▶ Your task:
The records should be written out in full, with nothing altered.

---------- Provided records ----------

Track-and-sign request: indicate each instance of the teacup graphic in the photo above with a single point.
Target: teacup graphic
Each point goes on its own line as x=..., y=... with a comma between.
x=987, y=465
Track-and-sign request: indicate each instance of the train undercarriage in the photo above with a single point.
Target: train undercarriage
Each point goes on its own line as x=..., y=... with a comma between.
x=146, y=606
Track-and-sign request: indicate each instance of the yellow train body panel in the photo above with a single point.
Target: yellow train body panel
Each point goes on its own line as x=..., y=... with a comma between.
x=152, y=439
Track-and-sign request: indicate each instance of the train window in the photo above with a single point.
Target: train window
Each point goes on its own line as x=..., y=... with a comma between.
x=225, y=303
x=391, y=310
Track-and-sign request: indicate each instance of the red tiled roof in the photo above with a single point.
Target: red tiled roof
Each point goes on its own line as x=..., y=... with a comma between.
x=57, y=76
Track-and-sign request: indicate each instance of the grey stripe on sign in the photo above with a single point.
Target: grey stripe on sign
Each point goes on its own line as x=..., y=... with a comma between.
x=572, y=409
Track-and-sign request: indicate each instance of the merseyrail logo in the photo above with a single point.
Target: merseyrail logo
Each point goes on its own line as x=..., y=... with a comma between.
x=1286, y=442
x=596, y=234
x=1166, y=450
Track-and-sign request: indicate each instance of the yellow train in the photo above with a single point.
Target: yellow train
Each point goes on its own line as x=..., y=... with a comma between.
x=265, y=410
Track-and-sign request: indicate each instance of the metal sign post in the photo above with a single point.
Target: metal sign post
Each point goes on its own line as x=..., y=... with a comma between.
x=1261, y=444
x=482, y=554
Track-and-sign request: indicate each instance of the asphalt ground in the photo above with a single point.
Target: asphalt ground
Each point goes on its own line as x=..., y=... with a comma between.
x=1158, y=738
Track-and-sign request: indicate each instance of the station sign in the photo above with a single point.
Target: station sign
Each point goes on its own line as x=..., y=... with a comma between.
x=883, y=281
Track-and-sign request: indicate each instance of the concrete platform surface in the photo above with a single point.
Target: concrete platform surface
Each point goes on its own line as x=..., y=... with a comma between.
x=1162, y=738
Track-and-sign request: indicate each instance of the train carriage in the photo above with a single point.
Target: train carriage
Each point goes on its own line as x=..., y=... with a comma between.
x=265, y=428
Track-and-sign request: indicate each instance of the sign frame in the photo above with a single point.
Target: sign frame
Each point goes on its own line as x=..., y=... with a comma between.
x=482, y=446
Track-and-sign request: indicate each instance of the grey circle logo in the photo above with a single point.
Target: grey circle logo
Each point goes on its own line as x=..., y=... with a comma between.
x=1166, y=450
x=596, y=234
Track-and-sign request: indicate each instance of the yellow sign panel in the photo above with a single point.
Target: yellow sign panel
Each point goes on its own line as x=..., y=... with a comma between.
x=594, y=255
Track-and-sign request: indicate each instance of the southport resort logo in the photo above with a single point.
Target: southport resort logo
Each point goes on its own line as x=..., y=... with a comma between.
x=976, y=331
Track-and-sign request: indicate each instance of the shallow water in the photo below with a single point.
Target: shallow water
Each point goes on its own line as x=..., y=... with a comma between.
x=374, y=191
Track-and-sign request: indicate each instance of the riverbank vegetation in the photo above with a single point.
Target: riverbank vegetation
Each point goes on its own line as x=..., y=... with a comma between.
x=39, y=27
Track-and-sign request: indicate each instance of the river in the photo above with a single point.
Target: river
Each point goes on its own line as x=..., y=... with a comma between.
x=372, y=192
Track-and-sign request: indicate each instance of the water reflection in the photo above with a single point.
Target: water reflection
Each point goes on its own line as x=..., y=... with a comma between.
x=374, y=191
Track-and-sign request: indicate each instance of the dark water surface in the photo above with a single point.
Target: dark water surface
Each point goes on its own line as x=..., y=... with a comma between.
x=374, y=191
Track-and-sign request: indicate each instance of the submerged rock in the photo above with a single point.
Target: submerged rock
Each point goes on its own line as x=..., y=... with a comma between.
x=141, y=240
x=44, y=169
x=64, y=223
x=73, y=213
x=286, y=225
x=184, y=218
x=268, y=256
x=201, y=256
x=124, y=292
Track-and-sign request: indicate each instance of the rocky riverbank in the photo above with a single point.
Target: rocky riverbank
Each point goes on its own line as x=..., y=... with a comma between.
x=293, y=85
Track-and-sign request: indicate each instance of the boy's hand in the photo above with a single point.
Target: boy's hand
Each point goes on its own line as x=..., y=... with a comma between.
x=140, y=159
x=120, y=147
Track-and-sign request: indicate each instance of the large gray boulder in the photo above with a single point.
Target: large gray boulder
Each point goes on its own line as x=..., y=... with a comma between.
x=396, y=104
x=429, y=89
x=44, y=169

----------

▶ Worked solution:
Track-and-sign request: indicate each instance of the teacup graphic in the photo above with a single point.
Target: teacup graphic
Each point goes on its own line as x=..., y=... with a comma between.
x=987, y=465
Track-and-sign request: indicate each instance of the train undercarriage in the photo above with a single point.
Target: train undercarriage
Each point goes on its own line as x=..., y=... with a comma between.
x=146, y=606
Track-and-sign request: indicate each instance of the yellow train body panel in the photo above with a single point.
Target: yellow train body panel
Each point goes on its own line as x=..., y=... with a comma between.
x=152, y=439
Track-and-sign request: indicate each instance of the train window in the photo above with a single point.
Target: train window
Each point goes on its own line as x=..., y=... with a comma between.
x=225, y=303
x=391, y=310
Track-and-sign request: indicate each instance of the red tiled roof in the photo above with a single point.
Target: red tiled roof
Each point goes on its own line as x=..., y=... with a comma between.
x=57, y=76
Track-and-sign request: indicate each instance of the grey stripe on sign in the photo above with a single point.
Target: grey stripe on sign
Each point goes on its own line as x=..., y=... with a comma between.
x=572, y=409
Track-and-sign request: indicate each instance of the merseyrail logo in the photo above with a single point.
Target: merseyrail logo
Each point goes on its own line as x=..., y=... with a comma between.
x=1286, y=442
x=596, y=234
x=1166, y=450
Track-and-sign request: indicate each instance of the yellow train in the photo above with a single point.
Target: yellow train
Each point goes on its own line as x=..., y=... with a comma between.
x=265, y=410
Track-and-sign request: indicate each instance of the metal sign post in the photo above with a single point.
Target: metal sign post
Each point goes on its own line as x=..., y=... with a comma between.
x=1261, y=444
x=482, y=554
Track-and-sign request: indicate each instance of the asphalt ground in the photo above with a single point.
Target: asphalt ground
Each point goes on its own line as x=..., y=... with a comma between.
x=1158, y=738
Track-and-sign request: indicate each instance of the station sign in the photo above with a single point.
Target: station sign
Each point goes on its own line as x=..., y=... with a comma between.
x=883, y=281
Track-and-sign request: indicate each instance of the concrete platform surface in the photo above with a single point.
Target: concrete platform surface
Each point goes on its own line as x=..., y=... with a comma between.
x=1162, y=738
Track-and-sign request: indicate each instance of the train carriage in the photo above with a single point.
Target: train carriage
Each point goes on its own line as x=..., y=... with a comma between.
x=265, y=428
Track-and-sign request: indicate each instance of the sign frame in the photo above with a single point.
Target: sign frame
Each point goes on its own line as x=..., y=... with a comma between.
x=482, y=446
Track-and-sign request: indicate each instance of the grey circle logo in the photo above with a single point.
Target: grey circle logo
Each point goes on its own line as x=..., y=... with a comma between.
x=1166, y=450
x=596, y=234
Track-and-sign request: indicate each instance of the yellow sign panel in the photo above with a single point.
Target: yellow sign panel
Each point goes on its own line as x=..., y=... with a comma between.
x=594, y=255
Track-and-sign request: indicate each instance of the southport resort logo in the photo above with a single point.
Target: southport resort logo
Each point goes on its own line as x=..., y=... with a comma between.
x=976, y=331
Track-and-sign request: indicate each instance of the shallow water in the photo below with a single point.
Target: shallow water
Each point goes on its own line as x=..., y=... with a comma between.
x=374, y=191
Track-and-sign request: indicate each instance of the riverbank vegetation in the photo above with a single point.
Target: riverbank vegetation
Each point goes on its own line as x=..., y=... with a comma between.
x=39, y=27
Track-and-sign request: indicate each instance of the river in the photo above with a single point.
Target: river
Each point goes on its own line as x=..., y=... with a comma between.
x=372, y=192
Track-and-sign request: indicate each instance of the water reflection in the photo above with a single point.
Target: water reflection
Each point goes on its own line as x=..., y=... with a comma between.
x=374, y=191
Track-and-sign request: indicate each instance of the dark water surface in the photo above with a single point.
Target: dark water surface
Each point goes on its own line as x=..., y=... with a comma between.
x=374, y=191
Track-and-sign request: indicate each instance of the submerged rock in the photo above with a single point.
Target: submerged rock
Each point goes on its own line as x=..., y=... with a comma between.
x=141, y=240
x=44, y=169
x=64, y=223
x=73, y=213
x=286, y=225
x=184, y=218
x=268, y=256
x=201, y=256
x=124, y=292
Track-and-sign request: indicate each instance of the rocky riverbank in the photo above with a single point.
Target: rocky riverbank
Each point goes on its own line as x=..., y=... with a comma between.
x=293, y=85
Track-and-sign request: indicate each instance of the boy's hand in the photo above with a single point.
Target: boy's hand
Each point goes on its own line as x=..., y=... with a comma between.
x=140, y=159
x=120, y=147
Track-and-sign request: indicate each instance of the large gray boulder in the photo above with a single point.
Target: large gray boulder
Each point goes on its own line as x=..., y=... with a comma between.
x=396, y=104
x=429, y=89
x=44, y=169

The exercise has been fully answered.